Document segment:

^^^^^^^^^^^^^^^^

Even though most of these points will be reused at the subsequent iterations so that the number of function evaluations needed per iteration is tiny~(see Section~\ref{ssec:iptset}), we must perform~$(n + 1)(n + 2) / 2$ function evaluations during the very first iteration.
This is impracticable unless~$n$ is small, which motivates the underdetermined quadratic interpolation.
\paragraph{Underdetermined quadratic interpolation.}
In this case, models are established according to the interpolation condition~\eqref{eq:itpls} with~$\abs{\xpt}$ being less than \modified{or equal to}~$(n + 1)(n + 2) / 2$, the remaining degrees of freedom being taken up by minimizing a certain functional~$\func_k$ to promote the regularity of the quadratic model.
More specifically, this means building~$\objm$ by solving
\begin{equation}
\label{eq:undqitp}
\min_{Q \in \qspace} ~ \func_k(Q) \quad \st \quad Q(y) = \obj(y), ~ y \in \xpt,
\end{equation}
where~$\qspace$ is the space of polynomials on~$\R^n$ of degree at most~\num{2}.
\Gls{newuoa}, \gls{bobyqa}, and \gls{lincoa} construct quadratic models in this way, with
\begin{equation}
\label{eq:leastchange}
\func_k(Q) = \norm[\big]{\nabla^2 Q - \nabla^2 \objm[k - 1]}_{\frob}^2,
\end{equation}
which is inspired by the least-change property of quasi-Newton updates~\cite{Dennis_Schnabel_1979}, although other functionals are possible~(see\modified{, e.g.,}~\cite{Conn_Toint_1996,Bandeira_Scheinberg_Vicente_2012,Powell_2013,Zhang_2014,Xie_Yuan_2023}).
The first model~$\objm[1]$ is obtained by setting~$\objm[0] = 0$.
Powell~\cite{Powell_2013} referred to his approach as the \emph{symmetric Broyden update} of quadratic models~(see also~\cite[\S~3.6]{Zhang_2012} and~\cite[\S~2.4.2]{Ragonneau_2022}).
It can be regarded as a derivative-free version of \gls{psb} quasi-Newton update~\cite{Powell_1970b}, which minimizes the functional~$\func_k$ among all quadratic polynomials that fulfill~$Q(\iter) = \obj(\iter)$, $\nabla Q(\iter) = \nabla \obj(\iter)$, and~$\nabla Q(\iter[k - 1]) = \nabla \obj(\iter[k - 1])$~(see~\cite[Theorem~4.2]{Dennis_Schnabel_1979}), with~$\iter$ and~$\iter[k - 1]$ being the current and the previous iterates, respectively.
The interpolation problem~\eqref{eq:undqitp}--\eqref{eq:leastchange} is a convex quadratic programming problem with respect to the coefficients of the quadratic model.
\paragraph{Solving the interpolation problem.}
Powell's algorithms do not solve the interpolation problems~\eqref{eq:litpls}, \eqref{eq:qitpls}, and~\eqref{eq:undqitp}--\eqref{eq:leastchange} from scratch.

^^^^^^^^^^^^^^^^

Objectives:
**1)** According to the excerpt, what name did Powell give to his approach?
**2)** In the rows, replace "wooden staff" with "walking stick" from the line with "Each instance of the <item>gnarled" up to and including the line with "List the outlines of the <item>gnarled", and return only those lines.
The excerpt and the rows that follow it bear no relation to one another.

Records supplied:
^^^^^^^^^^^^^^^^

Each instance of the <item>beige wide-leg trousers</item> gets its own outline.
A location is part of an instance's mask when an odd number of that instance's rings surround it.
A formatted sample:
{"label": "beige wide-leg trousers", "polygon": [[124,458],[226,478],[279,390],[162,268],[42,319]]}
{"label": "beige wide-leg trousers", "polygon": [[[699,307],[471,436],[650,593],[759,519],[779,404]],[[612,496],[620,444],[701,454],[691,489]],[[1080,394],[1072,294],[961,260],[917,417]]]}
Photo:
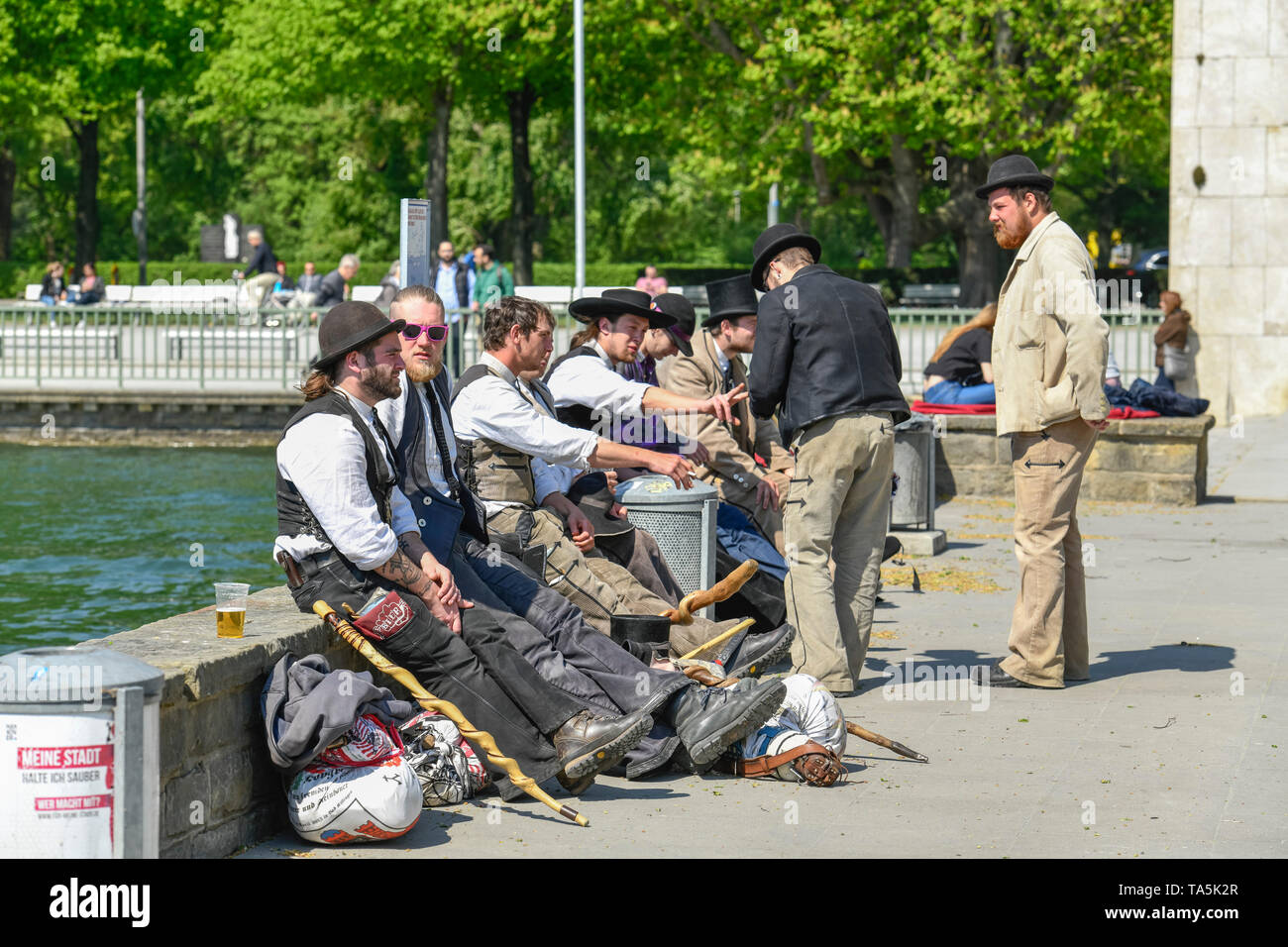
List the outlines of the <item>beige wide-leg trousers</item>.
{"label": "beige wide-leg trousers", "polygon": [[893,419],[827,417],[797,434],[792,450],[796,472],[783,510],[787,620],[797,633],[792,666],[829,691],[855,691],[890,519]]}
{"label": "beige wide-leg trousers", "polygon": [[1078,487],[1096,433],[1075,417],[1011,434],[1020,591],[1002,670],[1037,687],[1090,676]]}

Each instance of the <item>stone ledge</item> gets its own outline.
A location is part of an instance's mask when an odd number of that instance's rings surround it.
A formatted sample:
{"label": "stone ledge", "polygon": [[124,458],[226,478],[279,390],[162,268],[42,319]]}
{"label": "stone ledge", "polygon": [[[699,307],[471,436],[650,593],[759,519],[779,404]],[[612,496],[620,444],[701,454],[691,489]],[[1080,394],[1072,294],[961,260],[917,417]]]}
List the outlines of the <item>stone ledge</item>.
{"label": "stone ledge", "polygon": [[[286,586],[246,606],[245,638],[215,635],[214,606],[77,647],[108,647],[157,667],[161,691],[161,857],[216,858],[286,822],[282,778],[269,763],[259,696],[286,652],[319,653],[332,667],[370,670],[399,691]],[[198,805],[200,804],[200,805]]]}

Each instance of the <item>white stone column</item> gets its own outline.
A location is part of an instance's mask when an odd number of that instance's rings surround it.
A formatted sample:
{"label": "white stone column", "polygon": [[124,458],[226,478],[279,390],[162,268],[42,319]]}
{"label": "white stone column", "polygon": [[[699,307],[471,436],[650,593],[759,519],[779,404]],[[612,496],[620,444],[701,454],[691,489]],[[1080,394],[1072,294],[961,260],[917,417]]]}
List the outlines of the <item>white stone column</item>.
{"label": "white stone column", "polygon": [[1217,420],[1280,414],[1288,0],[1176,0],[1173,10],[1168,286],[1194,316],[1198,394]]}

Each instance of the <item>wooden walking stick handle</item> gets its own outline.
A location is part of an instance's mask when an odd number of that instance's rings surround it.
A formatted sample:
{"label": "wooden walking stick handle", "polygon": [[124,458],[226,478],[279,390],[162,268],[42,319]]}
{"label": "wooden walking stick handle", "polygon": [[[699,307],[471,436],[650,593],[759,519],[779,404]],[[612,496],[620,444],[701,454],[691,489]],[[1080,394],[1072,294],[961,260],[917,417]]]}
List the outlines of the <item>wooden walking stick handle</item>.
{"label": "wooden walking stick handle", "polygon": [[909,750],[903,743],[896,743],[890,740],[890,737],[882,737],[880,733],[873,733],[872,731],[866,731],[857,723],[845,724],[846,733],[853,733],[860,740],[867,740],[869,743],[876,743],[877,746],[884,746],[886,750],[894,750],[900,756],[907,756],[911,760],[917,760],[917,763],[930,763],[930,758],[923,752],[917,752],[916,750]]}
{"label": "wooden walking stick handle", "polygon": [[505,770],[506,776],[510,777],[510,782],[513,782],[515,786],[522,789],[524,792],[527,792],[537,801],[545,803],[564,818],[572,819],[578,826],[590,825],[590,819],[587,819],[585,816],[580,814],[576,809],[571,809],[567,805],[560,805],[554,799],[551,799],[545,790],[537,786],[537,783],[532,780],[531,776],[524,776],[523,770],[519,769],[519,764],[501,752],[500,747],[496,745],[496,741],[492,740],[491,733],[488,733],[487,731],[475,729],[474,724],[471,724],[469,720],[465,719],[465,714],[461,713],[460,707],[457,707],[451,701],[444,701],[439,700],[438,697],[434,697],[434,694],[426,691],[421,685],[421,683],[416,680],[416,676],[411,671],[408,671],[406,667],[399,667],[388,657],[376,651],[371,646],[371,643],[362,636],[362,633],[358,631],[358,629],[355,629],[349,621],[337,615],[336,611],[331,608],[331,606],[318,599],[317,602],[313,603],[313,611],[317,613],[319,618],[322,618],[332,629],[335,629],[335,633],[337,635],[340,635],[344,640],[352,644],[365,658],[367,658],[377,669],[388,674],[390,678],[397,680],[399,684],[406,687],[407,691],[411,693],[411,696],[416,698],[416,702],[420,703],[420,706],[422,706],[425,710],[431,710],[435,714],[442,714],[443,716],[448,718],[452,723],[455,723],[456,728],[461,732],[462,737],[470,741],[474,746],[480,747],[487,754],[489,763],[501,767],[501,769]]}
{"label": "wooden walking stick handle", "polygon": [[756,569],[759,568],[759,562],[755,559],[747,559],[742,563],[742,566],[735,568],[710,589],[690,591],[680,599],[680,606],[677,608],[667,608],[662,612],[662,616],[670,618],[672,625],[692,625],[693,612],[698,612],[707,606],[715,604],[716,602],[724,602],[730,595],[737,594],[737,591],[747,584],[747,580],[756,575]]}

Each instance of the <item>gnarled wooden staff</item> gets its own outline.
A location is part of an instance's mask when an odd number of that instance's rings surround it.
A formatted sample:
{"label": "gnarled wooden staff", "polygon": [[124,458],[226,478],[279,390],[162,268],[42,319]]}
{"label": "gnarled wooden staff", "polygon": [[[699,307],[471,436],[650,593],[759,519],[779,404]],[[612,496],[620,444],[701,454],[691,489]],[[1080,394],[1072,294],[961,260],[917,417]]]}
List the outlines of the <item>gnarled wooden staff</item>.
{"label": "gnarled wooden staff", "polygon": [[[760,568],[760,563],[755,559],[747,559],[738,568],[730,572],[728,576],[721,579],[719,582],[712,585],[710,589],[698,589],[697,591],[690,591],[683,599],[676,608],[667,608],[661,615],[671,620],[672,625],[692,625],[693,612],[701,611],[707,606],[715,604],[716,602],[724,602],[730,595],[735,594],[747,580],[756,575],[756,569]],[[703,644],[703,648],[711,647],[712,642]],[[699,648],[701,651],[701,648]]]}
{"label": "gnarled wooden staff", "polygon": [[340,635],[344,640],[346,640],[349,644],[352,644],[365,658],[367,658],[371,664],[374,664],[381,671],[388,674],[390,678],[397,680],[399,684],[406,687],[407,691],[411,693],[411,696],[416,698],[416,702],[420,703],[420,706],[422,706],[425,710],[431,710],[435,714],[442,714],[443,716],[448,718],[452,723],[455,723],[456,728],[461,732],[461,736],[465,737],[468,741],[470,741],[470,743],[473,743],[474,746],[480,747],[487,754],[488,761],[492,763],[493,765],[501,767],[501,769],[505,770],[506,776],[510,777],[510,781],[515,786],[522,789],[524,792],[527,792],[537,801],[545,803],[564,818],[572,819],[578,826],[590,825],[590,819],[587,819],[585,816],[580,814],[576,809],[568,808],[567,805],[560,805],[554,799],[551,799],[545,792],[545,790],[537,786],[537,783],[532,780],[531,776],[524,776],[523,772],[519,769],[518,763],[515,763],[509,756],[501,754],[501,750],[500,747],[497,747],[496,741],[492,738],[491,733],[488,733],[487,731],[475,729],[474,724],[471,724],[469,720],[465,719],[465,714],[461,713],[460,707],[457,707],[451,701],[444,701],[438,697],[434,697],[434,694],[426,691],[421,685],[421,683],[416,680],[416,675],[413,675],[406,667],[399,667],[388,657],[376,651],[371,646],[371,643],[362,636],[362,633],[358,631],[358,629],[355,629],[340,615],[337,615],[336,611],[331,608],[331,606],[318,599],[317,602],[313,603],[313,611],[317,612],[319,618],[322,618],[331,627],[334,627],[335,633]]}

^^^^^^^^^^^^^^^^

Responses for each task:
**1)** The symmetric Broyden update of quadratic models.

**2)**
Each instance of the <item>gnarled walking stick</item> gets its own outline.
A location is part of an instance's mask when an odd number of that instance's rings surround it.
A formatted sample:
{"label": "gnarled walking stick", "polygon": [[124,458],[226,478],[279,390],[162,268],[42,319]]}
{"label": "gnarled walking stick", "polygon": [[[699,307],[471,436],[650,593],[759,519],[779,404]],[[612,496],[620,444],[701,454],[691,489]],[[1080,394],[1072,294],[961,260],[917,417]]]}
List the outlines of the <item>gnarled walking stick</item>.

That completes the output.